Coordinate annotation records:
☆ ☆ ☆ ☆ ☆

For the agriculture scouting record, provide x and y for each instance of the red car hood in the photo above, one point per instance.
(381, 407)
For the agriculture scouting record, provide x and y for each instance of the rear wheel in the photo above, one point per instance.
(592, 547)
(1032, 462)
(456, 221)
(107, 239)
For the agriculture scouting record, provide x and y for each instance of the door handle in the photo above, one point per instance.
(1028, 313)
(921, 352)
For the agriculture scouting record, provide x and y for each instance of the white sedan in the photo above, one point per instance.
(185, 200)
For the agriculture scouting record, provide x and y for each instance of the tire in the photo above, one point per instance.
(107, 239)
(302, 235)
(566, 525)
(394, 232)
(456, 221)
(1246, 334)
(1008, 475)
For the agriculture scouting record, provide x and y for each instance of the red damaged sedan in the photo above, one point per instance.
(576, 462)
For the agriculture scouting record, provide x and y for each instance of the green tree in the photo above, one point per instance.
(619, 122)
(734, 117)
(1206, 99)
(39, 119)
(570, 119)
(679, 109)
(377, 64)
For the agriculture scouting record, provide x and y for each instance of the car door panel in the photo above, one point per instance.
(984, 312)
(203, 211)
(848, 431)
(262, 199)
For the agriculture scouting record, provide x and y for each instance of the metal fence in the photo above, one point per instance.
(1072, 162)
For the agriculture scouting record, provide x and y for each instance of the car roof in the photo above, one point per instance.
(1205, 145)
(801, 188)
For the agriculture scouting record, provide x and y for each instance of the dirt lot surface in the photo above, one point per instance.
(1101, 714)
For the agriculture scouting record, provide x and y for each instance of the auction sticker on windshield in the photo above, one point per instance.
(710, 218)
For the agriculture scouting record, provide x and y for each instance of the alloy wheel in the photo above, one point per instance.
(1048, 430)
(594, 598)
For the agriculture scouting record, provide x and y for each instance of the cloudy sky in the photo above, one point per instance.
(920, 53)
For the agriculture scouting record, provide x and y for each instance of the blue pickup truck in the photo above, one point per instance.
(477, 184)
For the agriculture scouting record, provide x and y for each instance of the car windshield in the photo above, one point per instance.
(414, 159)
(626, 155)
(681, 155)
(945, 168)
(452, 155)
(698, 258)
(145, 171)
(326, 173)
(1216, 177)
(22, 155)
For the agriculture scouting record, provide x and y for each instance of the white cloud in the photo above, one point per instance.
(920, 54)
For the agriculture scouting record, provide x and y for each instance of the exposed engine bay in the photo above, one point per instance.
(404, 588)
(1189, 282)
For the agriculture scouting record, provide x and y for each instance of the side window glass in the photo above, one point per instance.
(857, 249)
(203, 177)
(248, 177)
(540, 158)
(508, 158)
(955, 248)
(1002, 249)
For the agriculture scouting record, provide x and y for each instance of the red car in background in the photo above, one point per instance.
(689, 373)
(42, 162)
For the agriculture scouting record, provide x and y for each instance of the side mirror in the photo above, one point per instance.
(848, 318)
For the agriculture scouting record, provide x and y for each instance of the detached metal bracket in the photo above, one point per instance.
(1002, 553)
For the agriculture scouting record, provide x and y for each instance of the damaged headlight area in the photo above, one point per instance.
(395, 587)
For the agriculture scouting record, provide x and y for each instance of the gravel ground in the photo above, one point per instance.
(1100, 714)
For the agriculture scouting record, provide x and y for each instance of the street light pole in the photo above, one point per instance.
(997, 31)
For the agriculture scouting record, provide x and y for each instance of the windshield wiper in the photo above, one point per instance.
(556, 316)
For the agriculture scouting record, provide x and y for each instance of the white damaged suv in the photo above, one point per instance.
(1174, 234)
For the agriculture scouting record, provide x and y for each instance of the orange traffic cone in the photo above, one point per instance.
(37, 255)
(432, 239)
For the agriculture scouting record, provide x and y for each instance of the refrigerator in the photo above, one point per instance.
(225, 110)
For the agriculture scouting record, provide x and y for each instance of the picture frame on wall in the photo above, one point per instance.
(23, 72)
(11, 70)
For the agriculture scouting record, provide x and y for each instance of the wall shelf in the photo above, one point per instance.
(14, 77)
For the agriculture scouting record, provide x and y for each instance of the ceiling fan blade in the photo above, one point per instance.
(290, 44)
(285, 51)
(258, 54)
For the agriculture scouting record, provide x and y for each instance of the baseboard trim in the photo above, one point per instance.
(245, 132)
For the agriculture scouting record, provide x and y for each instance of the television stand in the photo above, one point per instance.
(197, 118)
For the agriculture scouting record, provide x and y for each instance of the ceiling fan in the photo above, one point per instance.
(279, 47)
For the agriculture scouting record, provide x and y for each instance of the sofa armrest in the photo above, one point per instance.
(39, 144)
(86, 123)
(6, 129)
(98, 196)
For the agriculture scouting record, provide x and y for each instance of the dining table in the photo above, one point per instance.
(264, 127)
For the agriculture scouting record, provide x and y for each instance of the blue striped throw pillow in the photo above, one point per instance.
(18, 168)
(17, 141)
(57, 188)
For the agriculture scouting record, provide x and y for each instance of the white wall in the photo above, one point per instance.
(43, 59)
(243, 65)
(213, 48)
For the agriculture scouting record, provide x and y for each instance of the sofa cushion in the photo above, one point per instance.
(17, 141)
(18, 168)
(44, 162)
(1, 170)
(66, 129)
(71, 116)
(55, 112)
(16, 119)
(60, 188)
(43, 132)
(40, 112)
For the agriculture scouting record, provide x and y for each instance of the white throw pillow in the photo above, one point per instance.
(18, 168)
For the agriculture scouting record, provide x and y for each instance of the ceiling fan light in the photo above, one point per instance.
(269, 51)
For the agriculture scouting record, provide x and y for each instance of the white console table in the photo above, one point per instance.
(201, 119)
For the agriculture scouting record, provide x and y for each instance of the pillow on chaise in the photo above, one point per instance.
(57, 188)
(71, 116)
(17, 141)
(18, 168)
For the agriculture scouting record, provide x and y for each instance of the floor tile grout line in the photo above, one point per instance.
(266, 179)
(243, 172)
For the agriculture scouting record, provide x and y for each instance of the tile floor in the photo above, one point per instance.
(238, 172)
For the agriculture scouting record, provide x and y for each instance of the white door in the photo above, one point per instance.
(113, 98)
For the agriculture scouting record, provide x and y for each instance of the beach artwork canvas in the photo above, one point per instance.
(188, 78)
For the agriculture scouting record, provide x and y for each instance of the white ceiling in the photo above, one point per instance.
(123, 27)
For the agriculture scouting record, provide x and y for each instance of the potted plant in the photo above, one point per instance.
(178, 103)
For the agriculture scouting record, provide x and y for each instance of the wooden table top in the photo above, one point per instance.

☆ ☆ ☆ ☆ ☆

[WHAT THE TASK ASKS]:
Rewrite the entries from the first line up to and including the line that contains "(1072, 162)" as a numbered list, leaving out any blank lines.

[SOLUTION TO THIS TASK]:
1. For the agriculture scouting record, provide x and y for each instance of the red car hood in the photo above, one point per instance.
2. (381, 407)
3. For the agriculture scouting record, provide x and y for each instance of the rear wheel in the photo above, one point per instance.
4. (592, 547)
5. (1032, 462)
6. (456, 221)
7. (107, 239)
8. For the agriculture scouting record, provide x and y for each instance of the door handle in the photo above, one point per instance.
9. (1028, 313)
10. (921, 352)
11. For the agriculture scouting record, provide x and y for each instance of the white sedan in the photo above, one point per instance.
12. (185, 200)
13. For the agriculture scouting record, provide x and y for each instance of the tire in the photo above, one point per instance.
14. (107, 239)
15. (302, 235)
16. (566, 525)
17. (394, 232)
18. (456, 221)
19. (1246, 334)
20. (1008, 475)
21. For the agriculture scouting record, provide x and y for each instance of the red damaged sedan in the photo above, one point per instance.
22. (576, 462)
23. For the agriculture scouting record, provide x and y for each instance of the green tree in the photo above, one point per instance.
24. (619, 122)
25. (734, 117)
26. (1206, 99)
27. (39, 119)
28. (570, 119)
29. (679, 109)
30. (377, 64)
31. For the agriculture scouting record, provide x and y for each instance of the car door panel in the photo above, one point per instance.
32. (984, 312)
33. (203, 211)
34. (848, 431)
35. (262, 199)
36. For the agriculture scouting record, provide x and y for each instance of the metal fence in the photo above, one point per instance.
37. (1072, 162)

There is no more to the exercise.